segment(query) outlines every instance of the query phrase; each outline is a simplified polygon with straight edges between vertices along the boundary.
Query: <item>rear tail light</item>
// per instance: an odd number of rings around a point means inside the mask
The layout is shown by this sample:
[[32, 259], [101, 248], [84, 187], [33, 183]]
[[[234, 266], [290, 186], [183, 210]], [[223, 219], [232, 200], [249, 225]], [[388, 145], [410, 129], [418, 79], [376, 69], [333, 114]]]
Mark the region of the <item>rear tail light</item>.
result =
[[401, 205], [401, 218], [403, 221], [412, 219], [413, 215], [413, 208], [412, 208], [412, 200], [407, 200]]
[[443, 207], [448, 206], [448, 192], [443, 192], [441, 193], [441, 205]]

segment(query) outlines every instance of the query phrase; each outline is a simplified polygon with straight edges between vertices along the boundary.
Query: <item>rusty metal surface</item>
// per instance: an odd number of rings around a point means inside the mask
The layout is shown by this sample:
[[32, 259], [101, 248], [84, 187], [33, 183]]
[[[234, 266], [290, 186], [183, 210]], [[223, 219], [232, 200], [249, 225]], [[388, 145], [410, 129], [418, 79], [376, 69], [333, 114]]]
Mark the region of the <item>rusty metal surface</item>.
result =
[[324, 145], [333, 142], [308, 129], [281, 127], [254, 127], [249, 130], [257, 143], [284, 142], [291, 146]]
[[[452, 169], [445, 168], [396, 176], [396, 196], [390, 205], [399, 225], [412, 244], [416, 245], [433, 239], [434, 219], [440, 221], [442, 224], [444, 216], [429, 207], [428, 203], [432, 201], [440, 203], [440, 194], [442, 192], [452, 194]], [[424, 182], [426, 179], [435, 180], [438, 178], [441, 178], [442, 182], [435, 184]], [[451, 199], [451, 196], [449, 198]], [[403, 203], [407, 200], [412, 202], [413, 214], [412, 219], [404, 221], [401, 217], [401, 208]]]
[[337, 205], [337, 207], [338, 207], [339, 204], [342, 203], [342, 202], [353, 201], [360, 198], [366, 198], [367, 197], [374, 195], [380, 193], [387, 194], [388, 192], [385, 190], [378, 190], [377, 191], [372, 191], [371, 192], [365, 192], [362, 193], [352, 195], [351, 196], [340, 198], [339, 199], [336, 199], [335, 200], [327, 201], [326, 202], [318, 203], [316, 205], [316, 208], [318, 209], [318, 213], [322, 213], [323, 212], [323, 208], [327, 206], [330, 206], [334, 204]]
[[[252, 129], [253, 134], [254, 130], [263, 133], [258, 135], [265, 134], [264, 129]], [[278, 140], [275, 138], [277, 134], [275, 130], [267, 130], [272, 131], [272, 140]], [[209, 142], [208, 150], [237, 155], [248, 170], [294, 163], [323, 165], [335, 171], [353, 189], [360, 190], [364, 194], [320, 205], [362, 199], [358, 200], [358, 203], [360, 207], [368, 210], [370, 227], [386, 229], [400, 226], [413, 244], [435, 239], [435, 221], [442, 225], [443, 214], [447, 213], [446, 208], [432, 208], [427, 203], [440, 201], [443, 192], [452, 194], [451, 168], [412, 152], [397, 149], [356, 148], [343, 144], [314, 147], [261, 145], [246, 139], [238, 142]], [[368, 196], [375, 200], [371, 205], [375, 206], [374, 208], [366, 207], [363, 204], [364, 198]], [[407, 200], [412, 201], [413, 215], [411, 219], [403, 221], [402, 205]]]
━━━
YOUR INSTRUCTIONS
Rewrite the items from the beginning through the line containing "193], [441, 205]]", renaming "rear tail light" as "rear lamp" and leaving everything else unchanged.

RIGHT ANSWER
segment(query) outlines every instance of the query phrase; each outline is a simplified polygon with straight edges between vertices along the boundary.
Query: <item>rear lamp</item>
// per instance: an odd number of rings around a point means inside the mask
The layout is shown by this sample:
[[32, 259], [101, 248], [84, 187], [33, 183]]
[[[234, 266], [290, 186], [183, 210]], [[223, 219], [232, 200], [249, 225]], [[388, 145], [410, 129], [418, 79], [376, 69], [333, 114]]]
Mark the region of the <item>rear lamp</item>.
result =
[[401, 205], [401, 218], [403, 221], [412, 219], [413, 215], [413, 208], [412, 208], [412, 200], [407, 200]]
[[443, 207], [448, 206], [448, 192], [443, 192], [441, 193], [441, 205]]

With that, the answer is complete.